Posted by Thomas Nephew on March 10th, 2012

A friend recently pointed out a piece by Jonathan Turley, “Free speech under fire,” and wrote, Don’t forget, the cure for offensive free speech is more free speech (discussion, debate, dialogue) — not suppression of free speech.”

I don’t disagree in the cases Turley describes — I think the judge got the case he leads with wrong.  (Well, for lack of legal training I guess I should rephrase: I hope the judge got this case wrong.)  An assault is an assault, it can’t be excused by claims (far-fetched ones at that) that the assault was a response to hate speech.  Likewise, I don’t support criminalizing Holocaust or genocide denial, as happens in Europe.

But I think my friend’s statement still begs many questions of what all counts as “suppression” of free speech.  Who is actually capable of it?  Are we talking about legislation and enforcement, or citizens’ and political groups own choices to condemn speech and boycott its supporters?  Does the word “suppression” encompass “discouragement” or “regulation”?  To cut to a couple of chases: “don’t be telling us not to ask people to boycott Rush Limbaugh or oppose Citizens United!  You’re suppressing our speech!” :)

Required actions |
[1] Using only the free speech post, decide whether each statement agrees with it. Answer yes or no, and quote the words that decide it. (a) The writer supports criminalizing Holocaust denial as Europe does. (b) The writer rephrases a remark about the judge because of a lack of legal training. (c) The friend pointed out a piece by Jonathan Turley called "Free speech under fire."
[2] Reproduce the part of the free speech post that opens with the words containing "I don’t disagree" and closes with "happens in Europe.".

Excerpted records |
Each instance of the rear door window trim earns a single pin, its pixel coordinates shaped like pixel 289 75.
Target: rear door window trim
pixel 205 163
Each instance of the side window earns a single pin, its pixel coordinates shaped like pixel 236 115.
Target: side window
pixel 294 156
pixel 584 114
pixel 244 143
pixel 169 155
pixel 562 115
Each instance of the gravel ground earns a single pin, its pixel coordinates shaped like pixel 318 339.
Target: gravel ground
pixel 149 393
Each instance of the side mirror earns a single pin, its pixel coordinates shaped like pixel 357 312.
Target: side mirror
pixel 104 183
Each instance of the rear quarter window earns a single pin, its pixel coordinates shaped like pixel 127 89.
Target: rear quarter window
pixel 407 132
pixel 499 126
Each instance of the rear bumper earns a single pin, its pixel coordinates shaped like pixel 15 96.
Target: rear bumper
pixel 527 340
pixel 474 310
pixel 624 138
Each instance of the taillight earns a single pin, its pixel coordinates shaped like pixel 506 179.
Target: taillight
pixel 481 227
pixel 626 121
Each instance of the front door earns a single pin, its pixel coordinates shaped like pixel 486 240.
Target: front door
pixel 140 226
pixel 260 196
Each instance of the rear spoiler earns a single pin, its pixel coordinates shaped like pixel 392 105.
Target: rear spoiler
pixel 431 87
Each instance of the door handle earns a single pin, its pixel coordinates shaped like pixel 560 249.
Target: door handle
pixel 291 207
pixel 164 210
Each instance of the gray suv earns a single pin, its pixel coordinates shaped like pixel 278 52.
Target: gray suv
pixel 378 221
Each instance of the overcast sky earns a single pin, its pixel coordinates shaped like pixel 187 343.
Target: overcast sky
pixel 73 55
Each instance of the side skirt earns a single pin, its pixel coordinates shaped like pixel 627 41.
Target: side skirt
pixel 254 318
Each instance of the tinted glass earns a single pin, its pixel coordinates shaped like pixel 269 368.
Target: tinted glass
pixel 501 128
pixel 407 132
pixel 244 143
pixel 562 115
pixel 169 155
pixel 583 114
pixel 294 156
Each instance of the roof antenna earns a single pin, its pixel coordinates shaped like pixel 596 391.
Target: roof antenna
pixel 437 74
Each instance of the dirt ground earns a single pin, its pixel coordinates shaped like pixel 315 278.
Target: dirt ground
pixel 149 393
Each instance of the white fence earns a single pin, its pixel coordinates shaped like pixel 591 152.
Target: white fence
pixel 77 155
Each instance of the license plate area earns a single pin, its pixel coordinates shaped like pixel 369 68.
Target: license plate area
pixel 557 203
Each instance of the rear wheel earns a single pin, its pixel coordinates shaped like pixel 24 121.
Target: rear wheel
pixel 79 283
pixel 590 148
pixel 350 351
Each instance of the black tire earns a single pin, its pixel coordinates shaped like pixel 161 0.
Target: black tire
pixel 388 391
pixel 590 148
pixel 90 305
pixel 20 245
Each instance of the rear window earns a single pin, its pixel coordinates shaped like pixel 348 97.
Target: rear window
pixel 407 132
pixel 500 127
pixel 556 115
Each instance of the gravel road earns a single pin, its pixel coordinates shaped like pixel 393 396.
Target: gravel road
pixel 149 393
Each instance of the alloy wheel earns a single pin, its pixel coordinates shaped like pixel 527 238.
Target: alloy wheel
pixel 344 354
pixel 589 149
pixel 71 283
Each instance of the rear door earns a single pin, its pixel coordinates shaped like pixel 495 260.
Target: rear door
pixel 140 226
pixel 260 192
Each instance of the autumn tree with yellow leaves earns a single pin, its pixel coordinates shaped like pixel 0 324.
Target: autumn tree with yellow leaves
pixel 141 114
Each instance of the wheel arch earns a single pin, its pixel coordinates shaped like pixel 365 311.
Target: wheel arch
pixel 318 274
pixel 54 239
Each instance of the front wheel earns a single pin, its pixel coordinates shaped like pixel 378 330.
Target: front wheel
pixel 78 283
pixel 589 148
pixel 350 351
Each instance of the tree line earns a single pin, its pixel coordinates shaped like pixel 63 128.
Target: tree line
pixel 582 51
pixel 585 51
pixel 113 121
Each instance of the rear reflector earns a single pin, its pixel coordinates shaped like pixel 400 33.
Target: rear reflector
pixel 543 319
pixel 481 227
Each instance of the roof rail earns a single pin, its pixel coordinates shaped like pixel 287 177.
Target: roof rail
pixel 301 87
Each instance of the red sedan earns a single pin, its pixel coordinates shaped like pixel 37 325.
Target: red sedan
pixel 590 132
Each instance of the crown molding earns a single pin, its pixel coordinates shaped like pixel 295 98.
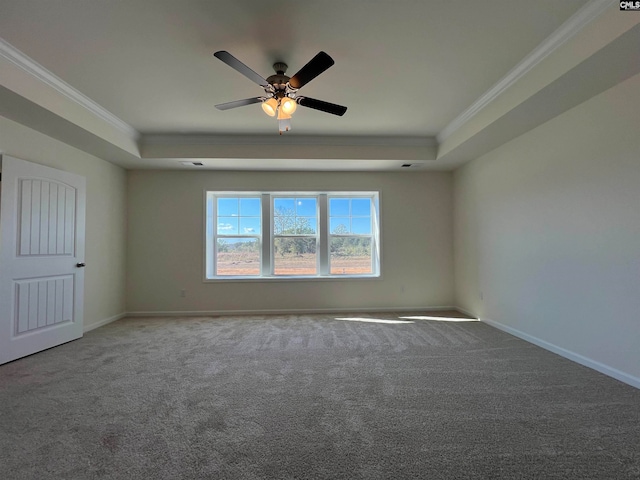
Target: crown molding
pixel 306 140
pixel 566 31
pixel 44 76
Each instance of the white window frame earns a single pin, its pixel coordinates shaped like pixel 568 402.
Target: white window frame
pixel 267 235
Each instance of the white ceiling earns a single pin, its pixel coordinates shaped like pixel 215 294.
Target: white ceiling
pixel 406 69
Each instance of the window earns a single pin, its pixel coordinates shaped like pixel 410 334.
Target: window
pixel 301 235
pixel 351 235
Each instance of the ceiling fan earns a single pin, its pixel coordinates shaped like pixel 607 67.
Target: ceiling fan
pixel 281 92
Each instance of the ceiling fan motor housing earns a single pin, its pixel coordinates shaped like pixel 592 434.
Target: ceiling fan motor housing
pixel 279 80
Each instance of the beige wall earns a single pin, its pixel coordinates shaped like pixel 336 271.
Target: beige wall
pixel 105 224
pixel 165 244
pixel 547 231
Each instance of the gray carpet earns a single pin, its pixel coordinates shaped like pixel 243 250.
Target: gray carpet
pixel 311 397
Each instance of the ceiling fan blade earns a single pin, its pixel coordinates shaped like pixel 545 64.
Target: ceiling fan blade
pixel 237 65
pixel 311 70
pixel 322 106
pixel 238 103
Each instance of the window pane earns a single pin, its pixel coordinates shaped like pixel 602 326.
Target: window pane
pixel 295 256
pixel 306 225
pixel 227 207
pixel 350 256
pixel 227 225
pixel 237 256
pixel 361 225
pixel 250 225
pixel 306 207
pixel 361 206
pixel 284 206
pixel 339 206
pixel 339 225
pixel 250 207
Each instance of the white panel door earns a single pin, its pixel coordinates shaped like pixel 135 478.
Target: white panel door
pixel 42 214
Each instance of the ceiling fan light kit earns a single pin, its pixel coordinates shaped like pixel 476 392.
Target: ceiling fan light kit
pixel 281 92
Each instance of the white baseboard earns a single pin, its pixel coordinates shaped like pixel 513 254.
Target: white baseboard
pixel 93 326
pixel 563 352
pixel 217 313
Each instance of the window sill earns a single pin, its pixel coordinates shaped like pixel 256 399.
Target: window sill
pixel 285 278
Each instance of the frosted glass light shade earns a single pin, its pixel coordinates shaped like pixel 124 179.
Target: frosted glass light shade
pixel 270 107
pixel 288 105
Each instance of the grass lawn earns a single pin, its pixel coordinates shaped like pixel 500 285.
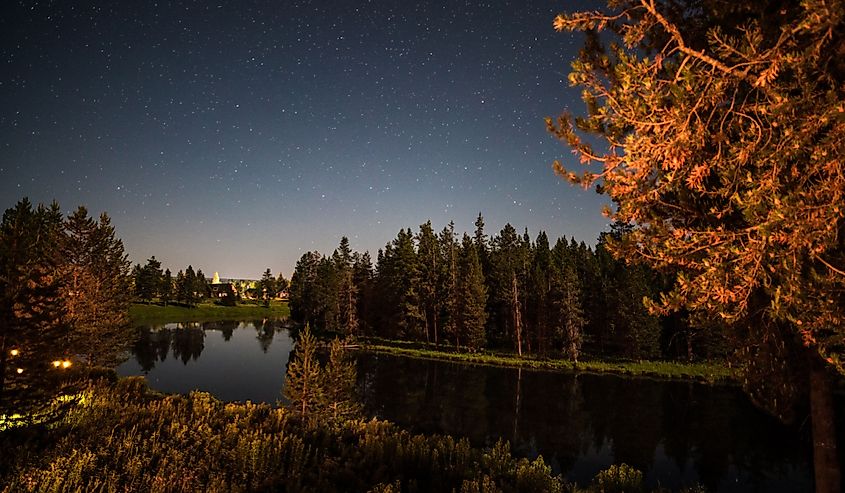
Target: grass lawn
pixel 708 372
pixel 142 314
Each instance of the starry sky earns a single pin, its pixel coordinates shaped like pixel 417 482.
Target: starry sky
pixel 237 135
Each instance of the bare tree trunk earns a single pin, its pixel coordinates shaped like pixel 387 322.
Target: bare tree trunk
pixel 825 460
pixel 517 316
pixel 3 354
pixel 518 404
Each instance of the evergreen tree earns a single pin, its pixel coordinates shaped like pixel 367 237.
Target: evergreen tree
pixel 450 252
pixel 472 298
pixel 399 276
pixel 167 287
pixel 95 288
pixel 148 282
pixel 180 287
pixel 428 253
pixel 190 289
pixel 303 386
pixel 339 380
pixel 362 276
pixel 33 326
pixel 539 287
pixel 301 291
pixel 565 301
pixel 347 291
pixel 509 259
pixel 201 287
pixel 725 137
pixel 267 287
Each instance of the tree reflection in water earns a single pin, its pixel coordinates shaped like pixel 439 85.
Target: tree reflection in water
pixel 675 432
pixel 186 341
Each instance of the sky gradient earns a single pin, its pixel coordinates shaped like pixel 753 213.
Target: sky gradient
pixel 235 136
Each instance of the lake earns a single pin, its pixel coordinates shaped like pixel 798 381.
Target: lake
pixel 675 432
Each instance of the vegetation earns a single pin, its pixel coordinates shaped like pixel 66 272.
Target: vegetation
pixel 146 314
pixel 318 395
pixel 505 293
pixel 724 135
pixel 708 372
pixel 124 437
pixel 63 304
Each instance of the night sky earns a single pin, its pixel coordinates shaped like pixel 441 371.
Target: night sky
pixel 237 135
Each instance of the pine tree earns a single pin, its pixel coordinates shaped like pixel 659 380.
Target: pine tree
pixel 95 288
pixel 167 288
pixel 724 135
pixel 267 287
pixel 201 286
pixel 450 252
pixel 303 385
pixel 472 298
pixel 33 328
pixel 347 291
pixel 339 380
pixel 180 288
pixel 148 282
pixel 431 264
pixel 190 289
pixel 362 276
pixel 567 313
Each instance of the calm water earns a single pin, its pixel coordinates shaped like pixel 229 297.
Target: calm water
pixel 675 432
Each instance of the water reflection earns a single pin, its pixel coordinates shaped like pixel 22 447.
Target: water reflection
pixel 235 361
pixel 676 432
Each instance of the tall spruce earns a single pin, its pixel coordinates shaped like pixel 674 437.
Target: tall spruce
pixel 33 327
pixel 347 291
pixel 95 288
pixel 430 262
pixel 725 141
pixel 148 280
pixel 472 298
pixel 267 287
pixel 303 387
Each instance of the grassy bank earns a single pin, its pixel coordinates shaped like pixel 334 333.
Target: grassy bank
pixel 714 372
pixel 142 314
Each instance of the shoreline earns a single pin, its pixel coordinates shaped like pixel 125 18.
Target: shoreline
pixel 707 373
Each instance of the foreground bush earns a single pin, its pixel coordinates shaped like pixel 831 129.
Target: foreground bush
pixel 124 437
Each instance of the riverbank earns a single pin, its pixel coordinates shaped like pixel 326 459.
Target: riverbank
pixel 144 314
pixel 707 372
pixel 124 437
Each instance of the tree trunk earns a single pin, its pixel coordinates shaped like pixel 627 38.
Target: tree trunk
pixel 2 367
pixel 825 460
pixel 517 317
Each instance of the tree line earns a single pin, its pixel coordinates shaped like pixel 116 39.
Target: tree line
pixel 507 292
pixel 150 282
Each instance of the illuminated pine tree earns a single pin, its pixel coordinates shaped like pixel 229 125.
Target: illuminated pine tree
pixel 303 381
pixel 724 137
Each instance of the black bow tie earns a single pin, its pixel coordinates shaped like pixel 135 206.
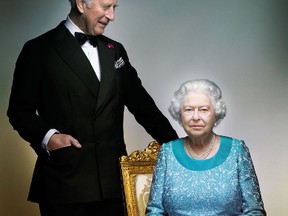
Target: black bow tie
pixel 82 38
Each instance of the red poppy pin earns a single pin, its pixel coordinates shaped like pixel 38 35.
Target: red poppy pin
pixel 110 46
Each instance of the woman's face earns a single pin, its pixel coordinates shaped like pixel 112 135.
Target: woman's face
pixel 197 115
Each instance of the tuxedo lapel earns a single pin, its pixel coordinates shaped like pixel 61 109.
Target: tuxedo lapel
pixel 73 55
pixel 106 59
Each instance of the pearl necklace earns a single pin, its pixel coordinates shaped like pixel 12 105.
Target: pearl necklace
pixel 202 156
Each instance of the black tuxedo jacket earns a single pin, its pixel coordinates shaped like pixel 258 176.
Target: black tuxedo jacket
pixel 54 86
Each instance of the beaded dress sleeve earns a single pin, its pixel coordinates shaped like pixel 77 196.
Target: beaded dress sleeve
pixel 155 202
pixel 251 196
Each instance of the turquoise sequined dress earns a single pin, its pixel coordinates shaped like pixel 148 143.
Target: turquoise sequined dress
pixel 225 184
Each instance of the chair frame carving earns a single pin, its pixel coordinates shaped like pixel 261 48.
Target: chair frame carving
pixel 137 163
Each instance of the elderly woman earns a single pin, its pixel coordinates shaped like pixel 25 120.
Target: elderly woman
pixel 203 173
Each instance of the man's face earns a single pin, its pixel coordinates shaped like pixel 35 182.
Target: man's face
pixel 97 15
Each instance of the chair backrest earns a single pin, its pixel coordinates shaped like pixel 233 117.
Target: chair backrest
pixel 137 172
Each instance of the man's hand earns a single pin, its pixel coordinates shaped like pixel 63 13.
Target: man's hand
pixel 58 141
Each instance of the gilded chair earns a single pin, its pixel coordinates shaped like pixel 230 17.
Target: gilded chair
pixel 137 172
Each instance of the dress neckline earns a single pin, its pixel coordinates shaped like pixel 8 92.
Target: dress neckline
pixel 200 165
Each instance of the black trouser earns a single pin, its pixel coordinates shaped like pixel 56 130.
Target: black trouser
pixel 112 207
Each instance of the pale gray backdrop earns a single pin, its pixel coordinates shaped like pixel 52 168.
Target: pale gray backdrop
pixel 240 44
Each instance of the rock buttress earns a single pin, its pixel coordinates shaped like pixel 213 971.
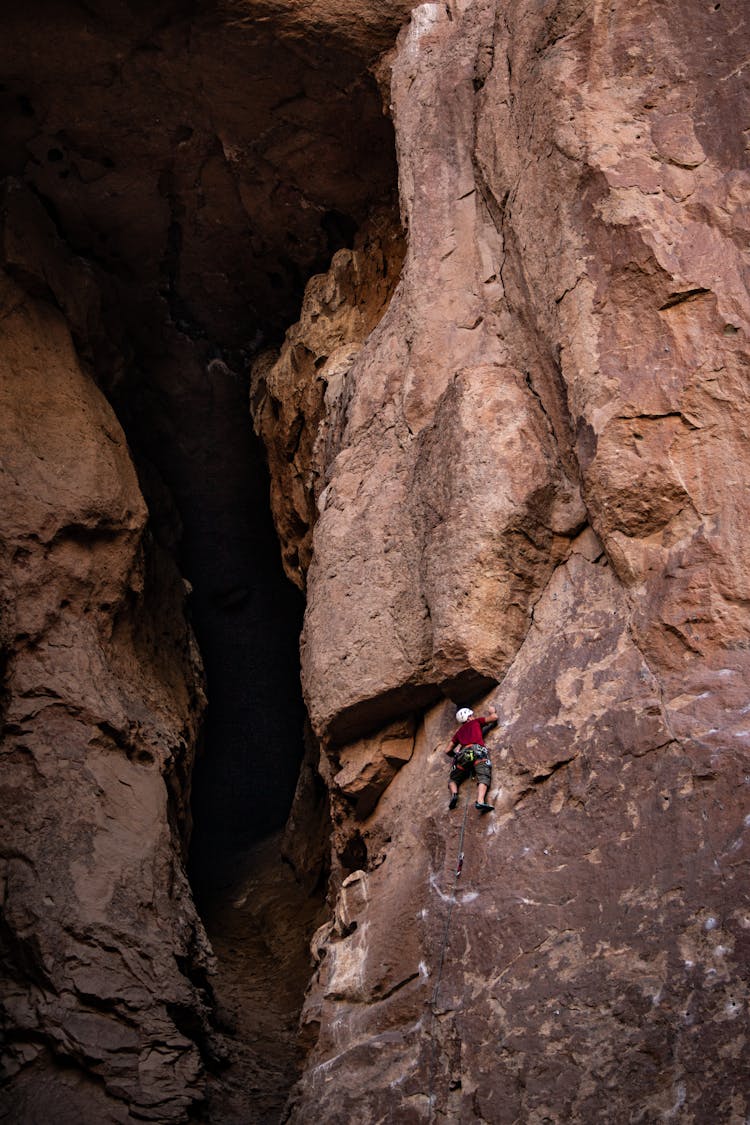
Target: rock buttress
pixel 104 956
pixel 533 478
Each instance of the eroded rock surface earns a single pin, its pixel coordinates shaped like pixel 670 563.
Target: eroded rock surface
pixel 104 692
pixel 538 482
pixel 508 455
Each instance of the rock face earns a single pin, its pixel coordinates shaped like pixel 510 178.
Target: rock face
pixel 97 755
pixel 507 446
pixel 532 476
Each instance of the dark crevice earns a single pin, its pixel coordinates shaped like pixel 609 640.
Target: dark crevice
pixel 175 251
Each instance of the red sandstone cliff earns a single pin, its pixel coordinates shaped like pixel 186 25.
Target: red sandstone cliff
pixel 534 474
pixel 508 461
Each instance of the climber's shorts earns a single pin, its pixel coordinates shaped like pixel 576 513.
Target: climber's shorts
pixel 481 768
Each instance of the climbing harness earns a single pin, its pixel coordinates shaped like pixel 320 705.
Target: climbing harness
pixel 457 874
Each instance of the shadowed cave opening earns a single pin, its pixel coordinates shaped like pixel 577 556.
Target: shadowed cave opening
pixel 193 164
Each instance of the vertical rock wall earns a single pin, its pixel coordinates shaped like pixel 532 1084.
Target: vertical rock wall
pixel 533 476
pixel 104 957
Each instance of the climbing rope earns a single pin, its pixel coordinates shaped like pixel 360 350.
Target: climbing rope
pixel 441 960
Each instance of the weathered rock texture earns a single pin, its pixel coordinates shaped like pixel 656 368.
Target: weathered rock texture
pixel 105 959
pixel 171 176
pixel 508 451
pixel 532 474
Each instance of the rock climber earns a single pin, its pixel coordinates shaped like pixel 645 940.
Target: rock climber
pixel 470 756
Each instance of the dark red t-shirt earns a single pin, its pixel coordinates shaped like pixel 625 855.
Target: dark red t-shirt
pixel 469 732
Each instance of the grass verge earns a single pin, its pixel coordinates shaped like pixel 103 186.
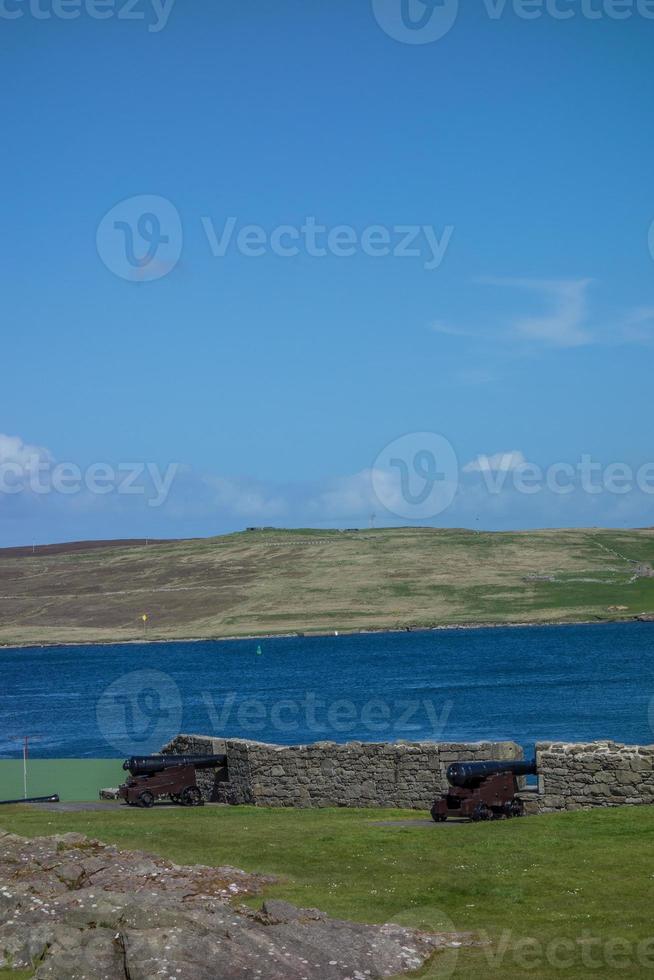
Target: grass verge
pixel 566 895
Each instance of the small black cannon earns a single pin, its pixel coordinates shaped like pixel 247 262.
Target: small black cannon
pixel 483 790
pixel 174 776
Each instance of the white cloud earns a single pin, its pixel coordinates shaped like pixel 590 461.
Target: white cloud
pixel 564 325
pixel 246 497
pixel 18 453
pixel 498 462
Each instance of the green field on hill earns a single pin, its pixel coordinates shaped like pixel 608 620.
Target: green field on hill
pixel 564 895
pixel 277 581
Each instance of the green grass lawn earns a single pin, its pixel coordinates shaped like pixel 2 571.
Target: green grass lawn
pixel 585 879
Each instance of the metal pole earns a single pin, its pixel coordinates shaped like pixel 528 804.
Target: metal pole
pixel 25 740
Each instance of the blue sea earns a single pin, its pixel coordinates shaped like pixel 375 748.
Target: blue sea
pixel 527 684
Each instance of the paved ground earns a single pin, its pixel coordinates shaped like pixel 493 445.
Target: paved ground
pixel 415 823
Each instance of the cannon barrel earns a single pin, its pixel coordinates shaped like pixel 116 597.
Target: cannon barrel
pixel 468 773
pixel 148 765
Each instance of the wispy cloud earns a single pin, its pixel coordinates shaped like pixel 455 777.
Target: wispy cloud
pixel 563 324
pixel 14 450
pixel 565 319
pixel 505 462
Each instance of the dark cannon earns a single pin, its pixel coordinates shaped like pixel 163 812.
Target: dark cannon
pixel 483 790
pixel 174 776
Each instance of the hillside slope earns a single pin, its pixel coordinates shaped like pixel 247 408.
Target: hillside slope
pixel 275 581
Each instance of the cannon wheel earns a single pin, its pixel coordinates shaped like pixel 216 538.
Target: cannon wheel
pixel 192 796
pixel 436 815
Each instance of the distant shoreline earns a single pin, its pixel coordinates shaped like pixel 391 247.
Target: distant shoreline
pixel 309 634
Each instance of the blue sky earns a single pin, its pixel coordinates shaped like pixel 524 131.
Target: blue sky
pixel 275 382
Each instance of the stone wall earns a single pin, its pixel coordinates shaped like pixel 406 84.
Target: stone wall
pixel 577 776
pixel 362 774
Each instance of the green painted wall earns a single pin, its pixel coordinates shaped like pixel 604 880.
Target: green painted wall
pixel 73 779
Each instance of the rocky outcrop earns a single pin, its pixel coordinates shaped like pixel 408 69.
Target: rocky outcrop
pixel 78 909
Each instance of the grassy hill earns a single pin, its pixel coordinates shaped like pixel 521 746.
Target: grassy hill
pixel 275 581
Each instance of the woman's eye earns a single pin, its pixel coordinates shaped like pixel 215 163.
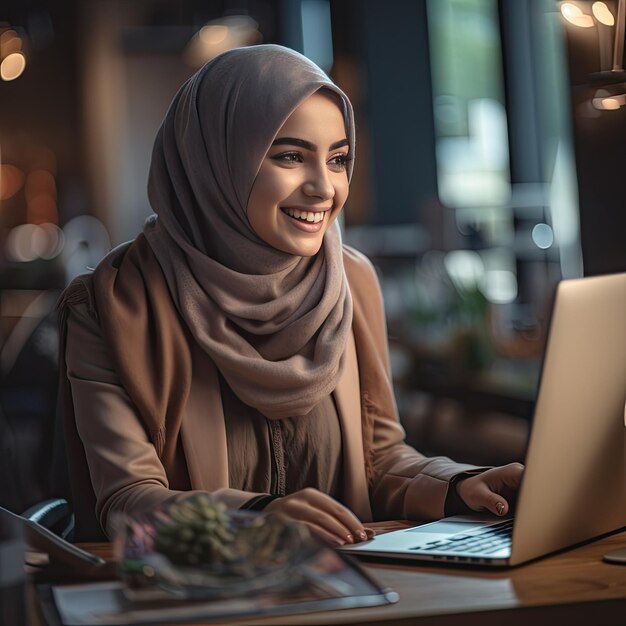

Answers for the tasks |
[1]
(a) No: "Likewise, I don’t support criminalizing Holocaust or genocide denial, as happens in Europe."
(b) Yes: "for lack of legal training I guess I should rephrase: I hope the judge got this case wrong."
(c) Yes: "A friend recently pointed out a piece by Jonathan Turley, “Free speech under fire,”"

[2]
I don’t disagree in the cases Turley describes — I think the judge got the case he leads with wrong.  (Well, for lack of legal training I guess I should rephrase: I hope the judge got this case wrong.)  An assault is an assault, it can’t be excused by claims (far-fetched ones at that) that the assault was a response to hate speech.  Likewise, I don’t support criminalizing Holocaust or genocide denial, as happens in Europe.